Task details - Look at the entries below and reproduce them exactly.
-=-=-=-=-
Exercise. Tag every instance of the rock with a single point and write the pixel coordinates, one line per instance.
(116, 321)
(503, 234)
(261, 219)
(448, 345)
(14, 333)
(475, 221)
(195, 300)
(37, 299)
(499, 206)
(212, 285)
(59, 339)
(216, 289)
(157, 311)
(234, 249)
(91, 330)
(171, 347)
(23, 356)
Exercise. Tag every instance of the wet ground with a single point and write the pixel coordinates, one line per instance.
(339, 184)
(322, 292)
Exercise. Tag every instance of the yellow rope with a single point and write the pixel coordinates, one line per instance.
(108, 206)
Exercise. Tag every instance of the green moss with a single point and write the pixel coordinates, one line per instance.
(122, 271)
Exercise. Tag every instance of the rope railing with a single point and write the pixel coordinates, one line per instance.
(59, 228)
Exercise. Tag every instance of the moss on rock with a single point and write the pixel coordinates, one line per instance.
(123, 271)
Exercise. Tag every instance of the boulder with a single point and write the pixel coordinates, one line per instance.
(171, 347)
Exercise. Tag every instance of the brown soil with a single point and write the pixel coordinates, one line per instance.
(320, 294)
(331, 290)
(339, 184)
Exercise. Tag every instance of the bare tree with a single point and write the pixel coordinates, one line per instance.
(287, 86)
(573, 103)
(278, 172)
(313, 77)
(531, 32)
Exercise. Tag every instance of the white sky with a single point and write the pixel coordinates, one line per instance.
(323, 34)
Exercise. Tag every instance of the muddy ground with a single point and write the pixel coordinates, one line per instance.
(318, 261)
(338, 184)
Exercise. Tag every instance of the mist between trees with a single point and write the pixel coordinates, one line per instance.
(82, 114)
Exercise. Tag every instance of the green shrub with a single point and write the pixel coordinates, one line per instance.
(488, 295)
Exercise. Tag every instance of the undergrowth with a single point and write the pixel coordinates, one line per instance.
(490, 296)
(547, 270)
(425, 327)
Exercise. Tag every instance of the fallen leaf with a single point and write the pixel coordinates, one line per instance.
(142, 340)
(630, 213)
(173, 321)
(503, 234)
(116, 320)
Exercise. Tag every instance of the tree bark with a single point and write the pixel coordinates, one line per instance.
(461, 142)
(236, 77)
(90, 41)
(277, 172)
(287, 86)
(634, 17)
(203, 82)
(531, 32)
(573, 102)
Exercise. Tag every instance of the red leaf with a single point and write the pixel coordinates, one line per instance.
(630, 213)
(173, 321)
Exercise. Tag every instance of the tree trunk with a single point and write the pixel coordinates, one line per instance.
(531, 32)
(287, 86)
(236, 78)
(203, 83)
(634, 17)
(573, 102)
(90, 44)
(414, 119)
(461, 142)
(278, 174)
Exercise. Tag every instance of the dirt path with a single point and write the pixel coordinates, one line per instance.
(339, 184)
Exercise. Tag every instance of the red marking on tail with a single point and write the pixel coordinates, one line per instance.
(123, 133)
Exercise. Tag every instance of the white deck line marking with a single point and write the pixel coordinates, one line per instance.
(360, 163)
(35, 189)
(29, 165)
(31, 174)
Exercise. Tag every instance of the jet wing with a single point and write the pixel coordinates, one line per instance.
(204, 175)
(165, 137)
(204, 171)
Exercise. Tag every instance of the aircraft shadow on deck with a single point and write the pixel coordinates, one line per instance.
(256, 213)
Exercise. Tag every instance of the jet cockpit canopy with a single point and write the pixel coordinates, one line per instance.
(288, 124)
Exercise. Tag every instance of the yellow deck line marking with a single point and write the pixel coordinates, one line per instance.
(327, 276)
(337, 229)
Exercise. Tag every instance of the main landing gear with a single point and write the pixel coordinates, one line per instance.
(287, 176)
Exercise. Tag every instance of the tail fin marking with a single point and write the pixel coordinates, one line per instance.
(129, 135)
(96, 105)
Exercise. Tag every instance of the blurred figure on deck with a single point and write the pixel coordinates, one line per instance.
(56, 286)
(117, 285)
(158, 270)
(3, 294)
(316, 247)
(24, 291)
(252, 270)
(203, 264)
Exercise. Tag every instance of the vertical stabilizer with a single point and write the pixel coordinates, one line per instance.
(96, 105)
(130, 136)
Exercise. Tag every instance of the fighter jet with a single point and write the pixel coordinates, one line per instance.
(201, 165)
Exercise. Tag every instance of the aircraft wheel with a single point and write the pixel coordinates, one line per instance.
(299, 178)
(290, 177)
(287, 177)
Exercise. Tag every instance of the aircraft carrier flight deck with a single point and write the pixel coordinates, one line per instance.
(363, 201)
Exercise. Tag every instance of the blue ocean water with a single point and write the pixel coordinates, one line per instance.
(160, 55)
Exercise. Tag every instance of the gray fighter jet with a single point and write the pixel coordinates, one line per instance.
-=-=-=-=-
Written response -
Exercise. Tag every instance of the rock with a single point and write the pixel coordinates, one line per instance.
(116, 321)
(503, 234)
(261, 219)
(448, 345)
(14, 333)
(475, 221)
(195, 300)
(37, 299)
(499, 206)
(212, 285)
(59, 339)
(216, 289)
(157, 311)
(234, 249)
(91, 330)
(171, 347)
(23, 356)
Exercise. Tag every instance of the wet ground with a single point and write the pixel coordinates, one line per instance.
(339, 184)
(322, 292)
Exercise. Tag every instance of the yellow rope with a single point and write the pixel coordinates, one line per instance.
(108, 206)
Exercise. Tag every instance of the green moss with a single point and write the pixel coordinates, one line per instance.
(122, 271)
Exercise. Tag every instance of the rope railing with a single point and write the pixel coordinates, one line per instance.
(59, 228)
Exercise. Tag every instance of the moss on rock with a single point and write the pixel coordinates, one line per instance.
(123, 271)
Exercise. Tag every instance of the boulder with a single point and write the pixel coordinates, one line per instance.
(171, 347)
Exercise. Tag every instance of the brown soil with a single point and write the pixel coordinates, one line per instance.
(320, 294)
(331, 290)
(339, 184)
Exercise. Tag every instance of the bare tree with a single point and write the pixel coordinates, one line per instance.
(287, 86)
(573, 103)
(278, 172)
(313, 77)
(531, 32)
Exercise. Tag every instance of the white sky with a single point and write the pixel coordinates, one line per instance.
(323, 34)
Exercise. Tag every instance of the muddy ground with a single point and write the pixel coordinates, one line per instance.
(318, 261)
(338, 184)
Exercise. Tag every instance of the mist between trees with a single point and write the pixel coordinates, one line per instance.
(82, 114)
Exercise. Tag every instance of the green shrub with a single point and write the pixel coordinates, one line per instance.
(488, 295)
Exercise. Tag every instance of the undergrowth with a single point and write the pixel coordinates, one line per instance.
(490, 296)
(547, 270)
(425, 327)
Exercise. Tag every instance of the fallen leaf with a single point and write the pixel coordinates, one line per instance.
(142, 340)
(630, 213)
(173, 321)
(503, 234)
(116, 320)
Exercise. Tag every instance of the tree bark with a single point and write the pixel coordinates, one line per instance.
(461, 142)
(236, 77)
(90, 41)
(277, 172)
(287, 86)
(634, 17)
(203, 82)
(531, 32)
(573, 102)
Exercise. Tag every instance of the red leaf with a single point and write the pixel coordinates, one line per instance.
(630, 213)
(173, 321)
Exercise. Tag every instance of the tree trunk with a single point and write the pixel coordinates, one line per instance.
(531, 32)
(287, 86)
(236, 78)
(203, 83)
(634, 17)
(573, 102)
(90, 44)
(414, 119)
(461, 142)
(278, 174)
Exercise. Tag every instance of the dirt path with a single point and write the pixel coordinates, one line per instance.
(339, 184)
Exercise. Tag every instance of the red marking on tail with a single point and write the pixel coordinates, one line per instance.
(123, 133)
Exercise. Tag every instance of the white deck line marking with a single point and write the pixel coordinates, one line per instance.
(360, 163)
(35, 189)
(29, 165)
(31, 174)
Exercise. Tag every instance of the jet wing with a single point and write the pixel coordinates, one line per instance.
(204, 175)
(165, 137)
(204, 171)
Exercise. Tag every instance of the aircraft shadow on deck with a single point and write the pixel coordinates, one line per instance.
(256, 213)
Exercise. Tag every instance of the jet cockpit canopy with a single point and write the pixel coordinates, one line per instance.
(288, 124)
Exercise. Tag every instance of the yellow deck line marking with a single point and write the pixel coordinates, one line per instance.
(327, 276)
(337, 229)
Exercise. Tag every instance of the main landing gear with a single point and write the pixel coordinates, one line per instance.
(287, 176)
Exercise. Tag every instance of the tail fin marking with a single point and write the pixel coordinates, one line per instance.
(129, 135)
(96, 105)
Exercise. Tag every instance of the blurred figure on deck with a single point and write the pixel coordinates, one line per instance.
(56, 286)
(117, 285)
(158, 270)
(3, 294)
(316, 247)
(24, 291)
(252, 270)
(203, 264)
Exercise. Tag every instance of the vertical stabilizer with a single point and write the pixel coordinates, one line per instance.
(96, 105)
(130, 136)
Exercise. Tag every instance of the fighter jet with a single point and write the pixel coordinates, one line per instance.
(201, 165)
Exercise. Tag every instance of the aircraft wheel with a single point and write the pixel coordinates, one line per instance.
(299, 178)
(290, 177)
(287, 177)
Exercise. Tag every instance of the aircraft carrier flight deck with a single point and write the pixel coordinates, one line per instance.
(363, 201)
Exercise. Tag every instance of the blue ocean water with a single point and write the pixel coordinates, one line per instance.
(160, 55)
Exercise. Tag every instance of the gray fighter jet with a single point and write the pixel coordinates, one line per instance.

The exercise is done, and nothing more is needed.